#### [WHAT THE EXERCISE ASKS]
The response should contain all of the records, copied exactly, and none of the images.

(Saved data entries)
• • •

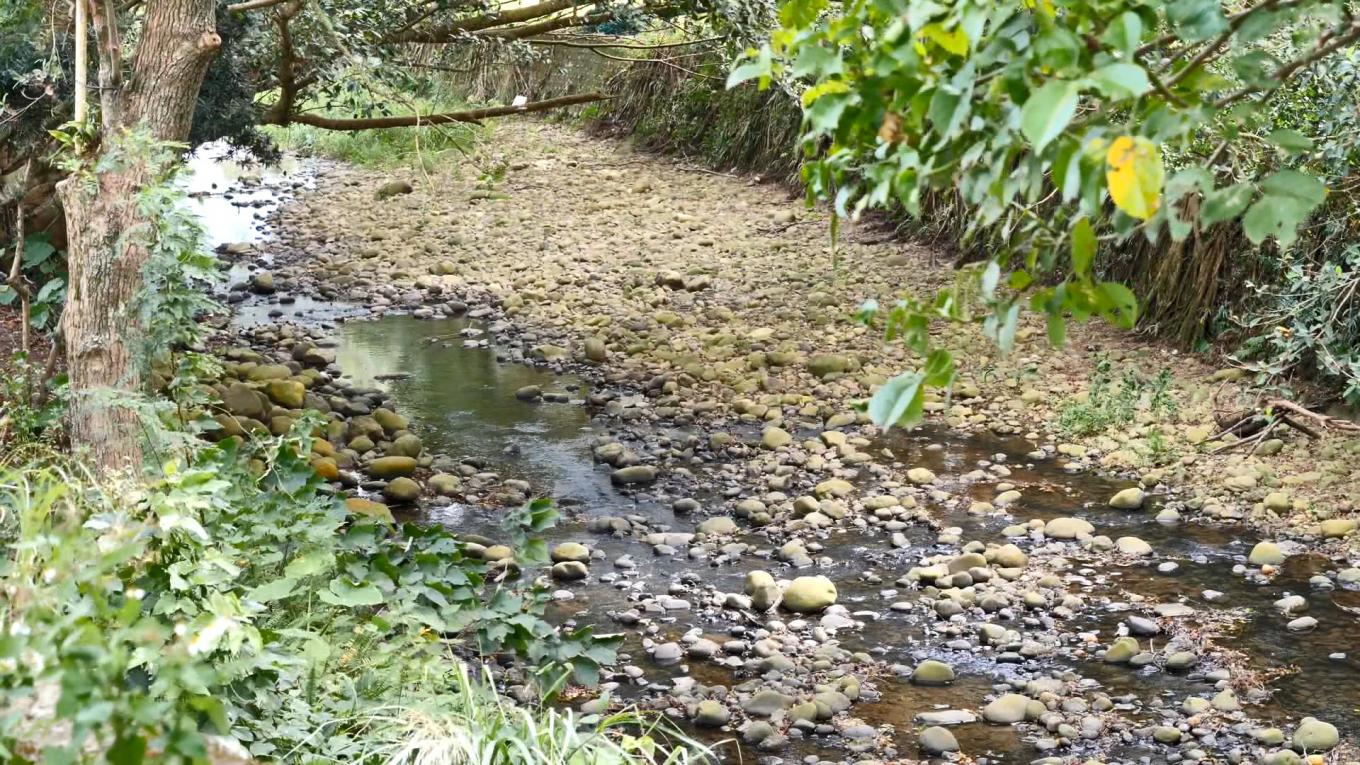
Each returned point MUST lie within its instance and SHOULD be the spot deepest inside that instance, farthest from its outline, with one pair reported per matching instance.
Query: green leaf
(899, 400)
(275, 590)
(800, 12)
(1291, 142)
(1196, 19)
(1117, 304)
(1121, 80)
(1124, 33)
(759, 67)
(1083, 248)
(1224, 204)
(350, 594)
(1292, 184)
(1047, 112)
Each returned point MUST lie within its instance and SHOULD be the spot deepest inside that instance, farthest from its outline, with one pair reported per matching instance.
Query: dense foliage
(1068, 128)
(233, 602)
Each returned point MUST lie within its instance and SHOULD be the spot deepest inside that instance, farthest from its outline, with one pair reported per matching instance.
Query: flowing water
(446, 377)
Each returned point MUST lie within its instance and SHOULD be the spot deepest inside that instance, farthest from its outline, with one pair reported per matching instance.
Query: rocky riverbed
(669, 353)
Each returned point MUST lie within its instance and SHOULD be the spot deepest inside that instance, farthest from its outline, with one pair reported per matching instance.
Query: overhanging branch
(427, 120)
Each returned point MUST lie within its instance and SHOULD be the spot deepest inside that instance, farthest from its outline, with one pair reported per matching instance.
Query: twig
(17, 282)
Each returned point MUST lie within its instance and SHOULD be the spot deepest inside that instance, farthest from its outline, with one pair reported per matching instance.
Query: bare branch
(426, 120)
(450, 30)
(624, 45)
(253, 6)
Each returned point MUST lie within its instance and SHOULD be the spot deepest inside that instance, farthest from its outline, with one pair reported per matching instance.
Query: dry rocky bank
(718, 305)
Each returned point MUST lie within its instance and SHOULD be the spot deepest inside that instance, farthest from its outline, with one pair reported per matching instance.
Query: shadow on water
(463, 400)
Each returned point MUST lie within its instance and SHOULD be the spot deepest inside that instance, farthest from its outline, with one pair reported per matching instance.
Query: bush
(144, 618)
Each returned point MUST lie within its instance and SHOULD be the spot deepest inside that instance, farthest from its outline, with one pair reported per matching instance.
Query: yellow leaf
(1045, 7)
(954, 40)
(1133, 173)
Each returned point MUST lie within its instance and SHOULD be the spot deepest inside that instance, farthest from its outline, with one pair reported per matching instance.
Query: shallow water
(463, 403)
(461, 400)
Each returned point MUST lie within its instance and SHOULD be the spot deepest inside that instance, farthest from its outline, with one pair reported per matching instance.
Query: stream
(459, 389)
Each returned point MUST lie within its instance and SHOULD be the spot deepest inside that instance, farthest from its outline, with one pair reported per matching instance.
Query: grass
(1111, 403)
(473, 726)
(425, 147)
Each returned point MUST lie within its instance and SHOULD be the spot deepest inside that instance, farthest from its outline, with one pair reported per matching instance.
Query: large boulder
(762, 590)
(392, 467)
(1130, 498)
(401, 490)
(809, 594)
(1315, 735)
(1066, 528)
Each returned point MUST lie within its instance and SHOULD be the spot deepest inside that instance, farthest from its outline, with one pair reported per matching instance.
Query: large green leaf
(1121, 80)
(899, 400)
(1047, 112)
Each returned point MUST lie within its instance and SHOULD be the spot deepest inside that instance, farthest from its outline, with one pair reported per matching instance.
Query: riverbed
(456, 376)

• • •

#### [OUTPUT FOR THIS EXERCISE]
Each returned point MUST lie within its instance and SHOULD be the spot deepest inside that instance, farthest from its outline, with one pair reported per matching instance.
Query: green leaf
(899, 400)
(275, 590)
(800, 12)
(1291, 142)
(1196, 19)
(1117, 304)
(1121, 80)
(1124, 33)
(759, 67)
(1083, 248)
(1224, 204)
(350, 594)
(1292, 184)
(1047, 112)
Each returned point MUST lie within its instance and SHOULD be the spot deepest inside that instance, farthest from its outline, with one pair reported per matching instance.
Query: dense foliage
(1068, 128)
(233, 602)
Each returned point MUST lie within its instance and SHOULD be the spot deepest inside that instance, farthest from its outline, with one pair reported per matching instance.
Query: flowing water
(446, 377)
Each returned point MUST lie within its instance and SHOULD be the spot deepest inside that instance, farthest from its outline, with one pair reported per matching instance.
Query: rocky riverbed
(669, 353)
Each returned point MUST lie within its instance and SHOULD be the spot deepest inside that instance, farthest from its outline, with one pair reported per matching instance.
Query: overhanging branch
(427, 120)
Each returned point MUST lie within its instance and SHOULD be the spot deepest inside that instance, farthest from its outline, with one pair reported per matching instance.
Query: twig
(17, 282)
Each returned point MUST lie within its instance and SHOULD be the spot deepest inside that instance, farthest from its outline, with one pair reported per matching instance.
Query: bare branch
(426, 120)
(450, 30)
(624, 45)
(253, 6)
Each returned point MUST lie within its instance and SHOULD be the spot deepest inside that instance, farthest from its outline, with one pair reported per matching instance.
Query: dry rocky bank
(718, 305)
Each returned point MUST lie within its instance and SHOULD be the spot deepest inside that instance, farthest from its outline, with one pair reported per matching instance.
Query: shadow on water
(463, 400)
Each returned point MUST lie within its instance and SHOULD be the spot deepest inside that instance, farthest from its outline, with one pair reported per matching instance.
Query: bush
(144, 618)
Each returned point MUST lie within its instance and SHOULD be the spot deepest inside that instance, farthest from its outline, with one pair reported per matching instance.
Query: yellow leaf
(1045, 7)
(954, 40)
(1133, 173)
Each returned point MUST lie within its instance and SHOULD be the spot deepest inside that instance, farthest from its outline, with one pair reported per matching instance.
Query: shallow water
(463, 403)
(461, 400)
Each returned point MUST lie within its instance and SHOULD be the spot deepest inside that instance, farthest from its outline, with one pair reported per matching instance.
Query: stream
(459, 389)
Each returned point MUST lie within its instance and SHOULD be the spot deepest inside that instance, farthest from its outline, with one pair reported per matching instance.
Query: grass
(1111, 403)
(473, 726)
(425, 147)
Each returned point MUST lie within its instance and SHOULD be the spot deepest inside that instance, farthest from its outline, with one pair reported per matching instance.
Query: large boulder
(762, 590)
(392, 467)
(1130, 498)
(401, 490)
(809, 594)
(1315, 735)
(1066, 528)
Each returned point MUST lie within its instance and SHOULD be the spot deepest inside that instance, farthest from its outline, with one pair reported per matching instance.
Query: large green leaf
(1121, 80)
(899, 400)
(1047, 112)
Each returned point MUST lie within its instance and SHOULD be the spot deepest inside that instance, farthest from its outline, with one pair reported per matching instance.
Query: riverbed
(456, 376)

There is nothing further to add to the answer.